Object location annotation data
----
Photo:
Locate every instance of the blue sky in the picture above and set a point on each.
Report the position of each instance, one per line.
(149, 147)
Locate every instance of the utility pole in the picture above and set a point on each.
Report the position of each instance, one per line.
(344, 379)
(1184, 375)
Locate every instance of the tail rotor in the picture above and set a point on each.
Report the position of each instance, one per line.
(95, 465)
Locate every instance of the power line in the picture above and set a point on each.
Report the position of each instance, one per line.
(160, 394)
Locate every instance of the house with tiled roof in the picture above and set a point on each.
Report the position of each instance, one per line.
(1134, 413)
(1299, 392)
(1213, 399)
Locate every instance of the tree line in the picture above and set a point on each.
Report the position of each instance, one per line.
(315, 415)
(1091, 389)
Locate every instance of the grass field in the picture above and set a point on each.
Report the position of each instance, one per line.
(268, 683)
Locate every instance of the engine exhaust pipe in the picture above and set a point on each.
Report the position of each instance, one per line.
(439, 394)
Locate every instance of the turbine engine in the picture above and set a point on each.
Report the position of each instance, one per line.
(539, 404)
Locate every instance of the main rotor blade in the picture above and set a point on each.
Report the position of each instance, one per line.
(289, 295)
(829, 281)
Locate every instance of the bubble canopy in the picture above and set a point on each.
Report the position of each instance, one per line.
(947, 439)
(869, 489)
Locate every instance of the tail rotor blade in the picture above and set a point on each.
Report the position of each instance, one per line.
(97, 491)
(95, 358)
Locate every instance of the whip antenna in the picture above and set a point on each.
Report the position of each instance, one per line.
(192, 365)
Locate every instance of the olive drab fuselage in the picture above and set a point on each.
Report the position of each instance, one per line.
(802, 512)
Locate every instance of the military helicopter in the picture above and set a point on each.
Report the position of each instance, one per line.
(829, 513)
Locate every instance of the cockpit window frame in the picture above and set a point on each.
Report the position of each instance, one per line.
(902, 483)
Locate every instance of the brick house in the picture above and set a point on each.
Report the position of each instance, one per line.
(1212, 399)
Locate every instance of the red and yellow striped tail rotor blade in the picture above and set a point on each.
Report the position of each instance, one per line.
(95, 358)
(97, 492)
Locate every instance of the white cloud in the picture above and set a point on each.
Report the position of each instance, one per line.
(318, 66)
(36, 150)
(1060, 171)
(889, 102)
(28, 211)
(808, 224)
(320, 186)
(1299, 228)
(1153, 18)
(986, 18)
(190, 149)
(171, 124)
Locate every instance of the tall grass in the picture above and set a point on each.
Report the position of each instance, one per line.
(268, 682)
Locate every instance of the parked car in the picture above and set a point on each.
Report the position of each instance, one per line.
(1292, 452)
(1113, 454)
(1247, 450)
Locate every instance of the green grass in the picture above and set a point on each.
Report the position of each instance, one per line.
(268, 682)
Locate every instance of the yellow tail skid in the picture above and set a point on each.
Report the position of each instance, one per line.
----
- [Problem description]
Format every line of the records above as a numbered list, omitting any blank lines.

- [Task result]
1. Photo:
2. Locate every instance of the blue sky in the picture above and set a point on each.
3. Report the position of each instance, one per line.
4. (149, 147)
5. Locate every instance of the utility pole in the picture above and set a point on each.
6. Report the position of each instance, one per line.
7. (344, 379)
8. (1184, 375)
9. Locate every instance of the tail rotor in the picture above and set a point on each.
10. Report the position of each instance, one per line.
11. (95, 465)
12. Locate every instance of the power line in the picture above and set a point on each.
13. Report the position of each instance, one per line.
14. (160, 394)
15. Locate every instance of the house with tiled roof in the picture above and set a point on each.
16. Report the position of each instance, one per line.
17. (1134, 413)
18. (1299, 392)
19. (1213, 399)
20. Locate every instance of the tree line in the picture above and set a point on each.
21. Report the position of each instance, one per line.
22. (315, 415)
23. (1091, 389)
24. Locate every instance of the grass field in the picture above and set a point on each.
25. Report the position of each instance, one per line.
26. (268, 683)
27. Locate every instance of the engine exhaust pipe in the picture above and set a point on each.
28. Report the position of each instance, one per line.
29. (439, 394)
30. Locate every instance of the turbine engine in the picture above and set a point on each.
31. Report the position of each instance, one per line.
32. (539, 404)
33. Locate every instance of the main rotor blade in the picture above and set a point on each.
34. Report the position of each instance, one per line.
35. (289, 295)
36. (829, 281)
37. Locate every instance of the bubble canopy in the picture above and set a point on each.
38. Report the position of each instance, one per line.
39. (947, 439)
40. (869, 489)
41. Locate every instance of the tail rotor blade in the picture above and set a point on each.
42. Report the position of each instance, one per line.
43. (97, 491)
44. (95, 358)
45. Locate every instance of the whip antenna in the picture above and set a point on each.
46. Report the position of each instance, one per line.
47. (192, 365)
48. Locate every instance of the olive drab fuselage in the picture above and set a point on each.
49. Report the position of each instance, one per line.
50. (802, 512)
51. Locate every instance of the military helicopter in the picture above and set a point on each.
52. Report the position of each instance, one per line.
53. (829, 513)
54. Locate every instance of the cockpit window frame in the picture above and set a point on each.
55. Report the position of each instance, one per line.
56. (902, 483)
57. Locate every instance of the brick house in the picture above and set a point on each.
58. Report the position of each instance, one per line.
59. (1212, 399)
60. Locate every instance of the red and yellow striped tail rotor blade in the picture above and set a point on each.
61. Report the position of each instance, one per line.
62. (95, 358)
63. (97, 492)
64. Locate every instance of the white cloud in the picture above and set a point on each.
65. Report the position of each instance, one per line.
66. (318, 66)
67. (36, 150)
68. (1060, 171)
69. (889, 102)
70. (28, 211)
71. (808, 224)
72. (320, 186)
73. (1299, 228)
74. (1153, 18)
75. (986, 18)
76. (190, 149)
77. (171, 124)
78. Locate every instance of the tall grass in the picture above and set a point on each.
79. Report the position of each instance, one per line.
80. (268, 682)
81. Locate every instance of the parked car in the picture above and set a point on each.
82. Report the position of each instance, one per line.
83. (1292, 452)
84. (1113, 454)
85. (1247, 450)
86. Locate every instance of the green grass in the picture above and set a point on each.
87. Report the position of each instance, one per line.
88. (268, 682)
89. Locate every instance of the yellow tail skid in the picture above and set a point on each.
90. Report the position of each instance, one per line.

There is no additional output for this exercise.